-- Records for the task --
######
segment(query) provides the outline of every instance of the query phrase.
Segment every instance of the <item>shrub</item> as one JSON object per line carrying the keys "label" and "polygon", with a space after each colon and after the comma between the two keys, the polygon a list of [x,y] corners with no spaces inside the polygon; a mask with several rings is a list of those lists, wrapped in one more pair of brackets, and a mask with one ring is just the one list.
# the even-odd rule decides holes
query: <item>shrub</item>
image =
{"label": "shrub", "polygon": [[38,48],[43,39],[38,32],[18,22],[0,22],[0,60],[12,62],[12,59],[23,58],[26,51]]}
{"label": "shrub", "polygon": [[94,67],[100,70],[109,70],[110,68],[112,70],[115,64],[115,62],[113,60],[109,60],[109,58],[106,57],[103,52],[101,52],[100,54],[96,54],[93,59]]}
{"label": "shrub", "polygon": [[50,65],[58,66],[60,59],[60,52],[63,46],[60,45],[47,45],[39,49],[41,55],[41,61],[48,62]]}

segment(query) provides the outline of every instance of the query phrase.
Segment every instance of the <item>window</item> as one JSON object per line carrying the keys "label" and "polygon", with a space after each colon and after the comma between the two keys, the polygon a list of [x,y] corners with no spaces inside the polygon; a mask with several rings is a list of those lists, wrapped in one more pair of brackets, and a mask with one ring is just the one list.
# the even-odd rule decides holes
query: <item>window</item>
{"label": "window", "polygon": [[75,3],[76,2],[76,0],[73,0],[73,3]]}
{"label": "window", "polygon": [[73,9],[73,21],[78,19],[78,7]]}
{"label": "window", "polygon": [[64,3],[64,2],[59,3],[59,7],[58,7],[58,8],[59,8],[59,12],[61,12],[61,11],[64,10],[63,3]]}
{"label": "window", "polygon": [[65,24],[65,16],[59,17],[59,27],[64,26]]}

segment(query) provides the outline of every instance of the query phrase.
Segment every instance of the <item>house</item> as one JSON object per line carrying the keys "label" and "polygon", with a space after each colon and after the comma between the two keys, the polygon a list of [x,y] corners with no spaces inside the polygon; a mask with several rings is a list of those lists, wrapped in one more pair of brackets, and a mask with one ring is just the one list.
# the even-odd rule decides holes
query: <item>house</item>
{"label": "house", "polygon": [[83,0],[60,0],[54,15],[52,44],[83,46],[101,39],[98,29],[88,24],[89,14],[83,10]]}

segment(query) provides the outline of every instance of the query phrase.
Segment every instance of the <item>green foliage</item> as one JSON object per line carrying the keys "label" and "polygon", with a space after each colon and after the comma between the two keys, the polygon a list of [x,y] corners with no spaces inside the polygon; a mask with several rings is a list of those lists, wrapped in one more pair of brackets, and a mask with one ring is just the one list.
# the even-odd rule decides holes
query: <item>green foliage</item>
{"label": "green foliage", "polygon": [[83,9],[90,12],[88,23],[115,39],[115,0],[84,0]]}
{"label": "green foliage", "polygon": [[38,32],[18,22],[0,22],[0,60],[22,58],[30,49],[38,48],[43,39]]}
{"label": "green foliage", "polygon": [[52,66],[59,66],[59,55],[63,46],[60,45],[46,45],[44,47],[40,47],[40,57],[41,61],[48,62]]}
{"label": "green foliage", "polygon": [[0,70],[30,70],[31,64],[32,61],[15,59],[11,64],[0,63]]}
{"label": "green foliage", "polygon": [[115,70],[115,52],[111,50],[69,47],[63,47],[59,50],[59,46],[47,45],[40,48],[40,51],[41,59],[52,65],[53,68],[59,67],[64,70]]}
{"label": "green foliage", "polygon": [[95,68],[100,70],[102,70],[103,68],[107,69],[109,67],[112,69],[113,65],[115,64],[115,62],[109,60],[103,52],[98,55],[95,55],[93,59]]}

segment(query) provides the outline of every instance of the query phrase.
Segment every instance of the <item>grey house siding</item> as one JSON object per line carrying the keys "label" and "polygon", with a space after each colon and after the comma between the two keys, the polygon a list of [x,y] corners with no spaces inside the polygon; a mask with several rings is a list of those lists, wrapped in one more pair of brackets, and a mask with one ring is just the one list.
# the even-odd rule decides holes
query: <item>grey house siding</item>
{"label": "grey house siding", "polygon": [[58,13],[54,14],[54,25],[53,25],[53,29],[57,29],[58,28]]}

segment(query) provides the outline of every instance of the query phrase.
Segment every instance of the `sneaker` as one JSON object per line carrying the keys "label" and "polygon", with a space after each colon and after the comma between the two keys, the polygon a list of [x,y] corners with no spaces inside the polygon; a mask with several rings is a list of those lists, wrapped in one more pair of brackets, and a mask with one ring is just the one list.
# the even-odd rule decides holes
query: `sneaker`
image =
######
How many lines above contain the string "foliage"? Give only the number.

8